__Problem requirements__. Retype each line of the material exactly, please, skipping any picture in it.

- - - -

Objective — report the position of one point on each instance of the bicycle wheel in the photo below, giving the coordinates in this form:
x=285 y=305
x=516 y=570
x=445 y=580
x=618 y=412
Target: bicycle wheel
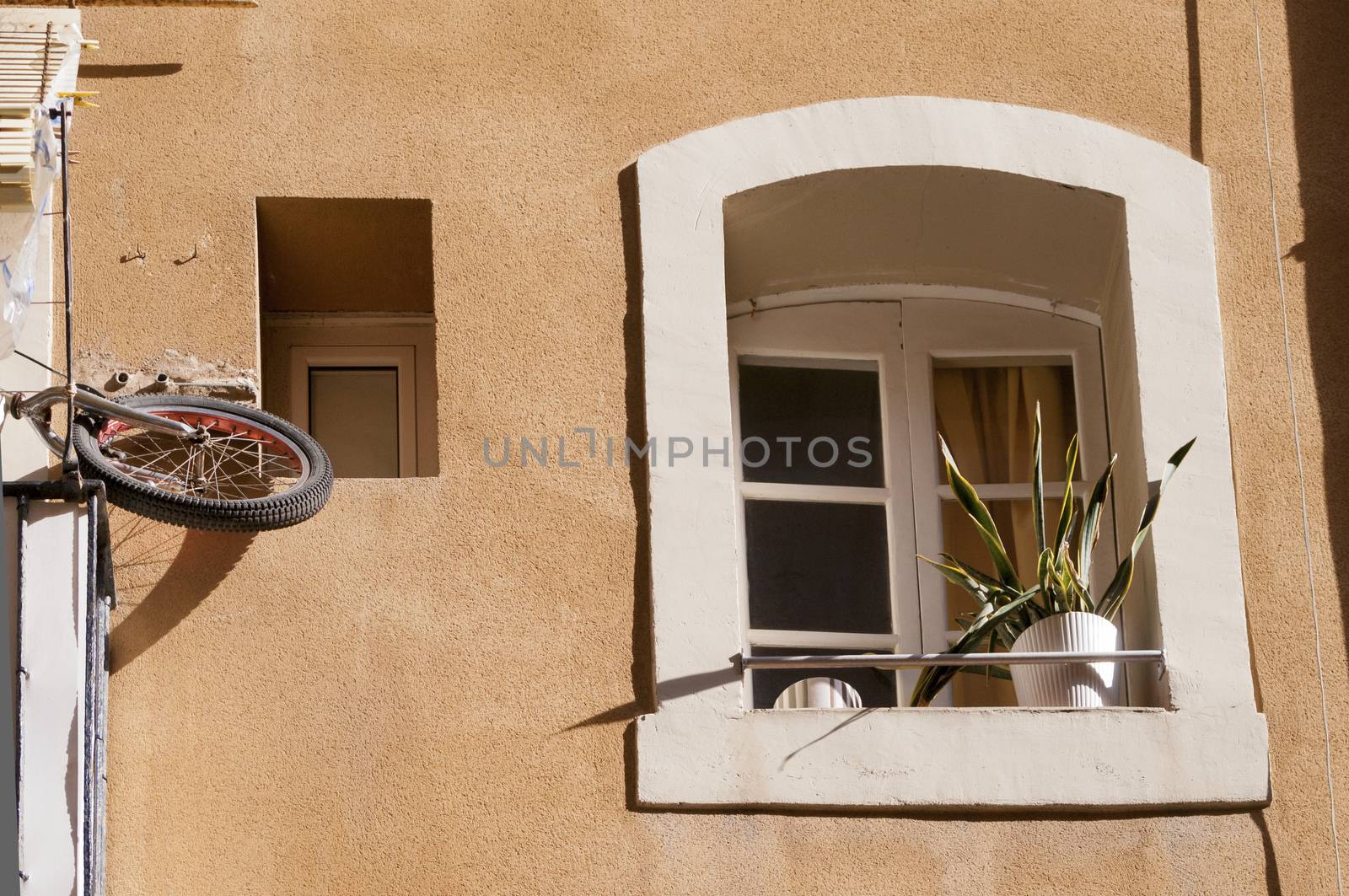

- - - -

__Exercise output__.
Objective — report the position of one point on each instance of the bicycle wheel in the photo below, giving the coordinates in this form:
x=285 y=305
x=516 y=570
x=445 y=580
x=618 y=412
Target: bicycle wheel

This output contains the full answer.